Given entries:
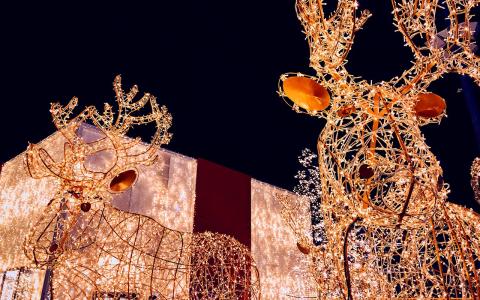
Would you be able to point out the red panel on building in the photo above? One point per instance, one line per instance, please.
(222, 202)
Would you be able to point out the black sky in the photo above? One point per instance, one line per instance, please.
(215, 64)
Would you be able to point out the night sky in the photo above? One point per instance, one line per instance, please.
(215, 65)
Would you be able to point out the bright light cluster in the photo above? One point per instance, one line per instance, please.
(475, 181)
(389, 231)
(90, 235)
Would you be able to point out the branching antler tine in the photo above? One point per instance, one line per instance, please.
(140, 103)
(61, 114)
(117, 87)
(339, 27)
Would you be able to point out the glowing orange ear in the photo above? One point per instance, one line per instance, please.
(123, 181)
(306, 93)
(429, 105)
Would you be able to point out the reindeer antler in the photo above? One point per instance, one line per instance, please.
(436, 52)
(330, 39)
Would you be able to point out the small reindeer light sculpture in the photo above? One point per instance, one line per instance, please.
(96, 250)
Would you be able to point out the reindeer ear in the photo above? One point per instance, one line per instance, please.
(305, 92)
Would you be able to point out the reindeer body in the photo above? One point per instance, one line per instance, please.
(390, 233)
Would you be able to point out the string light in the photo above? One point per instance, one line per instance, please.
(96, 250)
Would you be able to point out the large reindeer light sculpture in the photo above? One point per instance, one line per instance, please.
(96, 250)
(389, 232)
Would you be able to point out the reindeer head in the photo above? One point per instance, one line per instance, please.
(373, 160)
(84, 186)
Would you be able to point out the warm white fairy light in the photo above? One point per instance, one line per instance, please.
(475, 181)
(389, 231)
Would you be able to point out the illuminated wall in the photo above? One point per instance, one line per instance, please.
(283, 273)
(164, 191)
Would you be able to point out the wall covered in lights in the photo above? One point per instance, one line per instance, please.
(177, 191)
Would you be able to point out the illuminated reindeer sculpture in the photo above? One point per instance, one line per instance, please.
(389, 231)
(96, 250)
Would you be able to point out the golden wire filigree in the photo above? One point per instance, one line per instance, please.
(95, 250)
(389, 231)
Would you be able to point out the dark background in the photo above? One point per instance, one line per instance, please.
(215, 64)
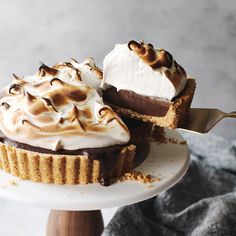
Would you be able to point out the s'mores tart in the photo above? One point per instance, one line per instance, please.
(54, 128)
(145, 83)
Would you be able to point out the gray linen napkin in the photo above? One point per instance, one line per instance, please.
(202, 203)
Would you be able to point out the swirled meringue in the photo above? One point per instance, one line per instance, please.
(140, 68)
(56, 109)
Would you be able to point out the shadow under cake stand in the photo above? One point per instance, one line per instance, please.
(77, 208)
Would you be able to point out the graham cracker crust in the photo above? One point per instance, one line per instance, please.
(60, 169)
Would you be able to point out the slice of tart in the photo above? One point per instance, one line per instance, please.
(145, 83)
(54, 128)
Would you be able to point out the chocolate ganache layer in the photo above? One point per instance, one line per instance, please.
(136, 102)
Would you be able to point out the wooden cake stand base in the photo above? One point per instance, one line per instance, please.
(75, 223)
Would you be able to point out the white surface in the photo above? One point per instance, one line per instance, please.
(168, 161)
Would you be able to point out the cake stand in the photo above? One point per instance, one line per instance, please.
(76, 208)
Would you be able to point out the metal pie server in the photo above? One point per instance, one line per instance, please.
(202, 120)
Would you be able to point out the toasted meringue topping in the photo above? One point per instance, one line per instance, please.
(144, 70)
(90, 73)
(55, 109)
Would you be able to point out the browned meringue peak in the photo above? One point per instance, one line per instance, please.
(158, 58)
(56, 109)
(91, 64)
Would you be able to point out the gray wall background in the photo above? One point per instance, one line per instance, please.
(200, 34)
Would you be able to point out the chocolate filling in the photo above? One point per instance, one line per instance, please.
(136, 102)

Request: Reproduce every item from the line containing "Would you be able to point out the white" through the end of the items, inclusive, keeping each item's wording intact. Shift every coordinate value in the answers by -140.

Output of the task:
Would you be able to point out the white surface in the photo above? One point per instance, one line per instance, please.
(28, 21)
Would you be able to point out the cake stand in the photo above? One point per instance, one line per instance, please.
(-64, 68)
Would you be able to point out the metal pie server in the photo above? One point per instance, one line per instance, please.
(62, -20)
Would you be able to point out the toasted meringue topping in the photo above? One point per instance, one line per instance, please.
(4, -70)
(-50, -67)
(-85, -31)
Would you be able to point out the browned meringue peak in the photo above? One point per instance, one line per instance, please.
(18, -82)
(-84, -31)
(-49, -76)
Would you be able to point out the gray wall background in the photo above? One point per instance, one line per instance, please.
(60, -106)
Would you be able to point out the chocolate filling in the photo above? One point per instance, one line per instance, please.
(-4, -38)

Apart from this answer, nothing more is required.